# Record excerpts
++++++++++++++++++++

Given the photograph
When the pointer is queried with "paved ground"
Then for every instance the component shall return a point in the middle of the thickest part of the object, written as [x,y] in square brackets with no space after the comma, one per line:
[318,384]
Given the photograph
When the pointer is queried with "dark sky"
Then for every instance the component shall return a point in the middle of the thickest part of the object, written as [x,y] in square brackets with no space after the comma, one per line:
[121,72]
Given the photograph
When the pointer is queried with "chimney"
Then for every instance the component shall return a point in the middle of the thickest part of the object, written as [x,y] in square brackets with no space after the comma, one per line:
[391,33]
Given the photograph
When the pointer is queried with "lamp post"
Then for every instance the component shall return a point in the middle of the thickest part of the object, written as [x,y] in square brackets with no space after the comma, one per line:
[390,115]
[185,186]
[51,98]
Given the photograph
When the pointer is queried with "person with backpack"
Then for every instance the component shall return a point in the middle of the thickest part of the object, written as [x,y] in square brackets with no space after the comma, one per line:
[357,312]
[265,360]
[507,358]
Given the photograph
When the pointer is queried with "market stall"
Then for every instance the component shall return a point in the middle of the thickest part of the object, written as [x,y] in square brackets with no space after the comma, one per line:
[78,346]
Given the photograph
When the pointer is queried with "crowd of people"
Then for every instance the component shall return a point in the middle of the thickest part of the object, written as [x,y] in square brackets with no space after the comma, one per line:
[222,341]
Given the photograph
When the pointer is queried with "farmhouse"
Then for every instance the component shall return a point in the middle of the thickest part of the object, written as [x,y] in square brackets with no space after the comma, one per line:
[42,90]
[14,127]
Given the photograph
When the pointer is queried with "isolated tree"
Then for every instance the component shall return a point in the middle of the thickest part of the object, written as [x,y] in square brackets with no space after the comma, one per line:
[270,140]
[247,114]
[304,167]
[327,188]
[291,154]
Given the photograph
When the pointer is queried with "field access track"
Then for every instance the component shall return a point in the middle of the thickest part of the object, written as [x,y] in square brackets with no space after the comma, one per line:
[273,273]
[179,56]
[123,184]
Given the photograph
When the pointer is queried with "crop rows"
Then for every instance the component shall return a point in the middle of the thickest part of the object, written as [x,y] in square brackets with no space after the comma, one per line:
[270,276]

++++++++++++++++++++

# What is required
Your reply must be a faithful copy of each entry above.

# Exercise result
Given the photograph
When the pointer is queried with "paved ground"
Then for every instance the component shall return a point in the middle of the thickest part of the object, written as [x,y] in square brackets with no space after the comma, one per line:
[318,384]
Given the photograph
When the pointer is queried with "dark sky"
Then for every instance the component shall return a point in the middle of the thickest part of the object, written as [x,y] in square brackets with no space after the comma, one per line:
[121,72]
Given the photograph
When the pointer is queried with "chimney"
Then for every instance the component shall return a point in the middle of the thickest part of the object, written as [x,y] in square brackets with no space after the comma, one per line:
[391,33]
Given the photograph
When the pointer is queried with "lamp post"
Then for every instance the component shall return a point in the middle of the thickest part of the object, written as [x,y] in square brackets with no space after the comma, one per line:
[390,115]
[185,186]
[51,98]
Given the photograph
When the pointer is queried with "person with backpack"
Then for every instance the component shall return a point in the middle of the thickest part of the object, written as [x,y] in square brackets with no space after the comma, one per line:
[357,312]
[265,360]
[507,358]
Given the photograph
When the pointer is queried with "market stall"
Then for every instance the component shall return a point in the middle of the thickest part of the object, written as [x,y] in square brackets with no space after the comma, one per line:
[78,346]
Given the photograph
When the pointer is queried with "crowd of people"
Then for every instance the component shall return a point in the middle of the thickest part of the object, written as [x,y] in square brackets with no space after the comma, one per line:
[222,341]
Given the photograph
When the pointer is queried with "farmhouse"
Then for every instance the component shall return a point in the middle of the thickest part of the object, written as [x,y] in square brackets with no space after the comma, one per line:
[42,90]
[14,127]
Given the photograph
When the pointer is queried with "isolated tree"
Then for every instance the component shall return a point in the middle of the thickest part of the object, written as [x,y] in square brackets with no space after the comma, one per line:
[270,140]
[247,114]
[304,167]
[327,188]
[291,154]
Given the photograph
When the pointer is queried with "field access track"
Then for every instance the component shall return a point in the middle of the thickest part of the object, written as [x,y] in square brackets with no space after the comma, one per line:
[273,273]
[179,56]
[123,184]
Given the photograph
When the pointer is queried with "crop rows"
Then for every instance the component shall return a point in the middle of the thickest part of the object, written as [x,y] in square brackets with no space after the comma, one per line:
[270,276]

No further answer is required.